- Exercise aim -
What is needed is an exact copy of the line that contains "point(244, 295)" and of all later lines to the end of the records below, with no other lines.
===== Excerpted data =====
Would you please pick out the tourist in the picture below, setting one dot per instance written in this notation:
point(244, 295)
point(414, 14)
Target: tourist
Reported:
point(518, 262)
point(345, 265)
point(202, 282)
=====
- Result for this task -
point(244, 295)
point(414, 14)
Target: tourist
Reported:
point(518, 262)
point(345, 265)
point(202, 282)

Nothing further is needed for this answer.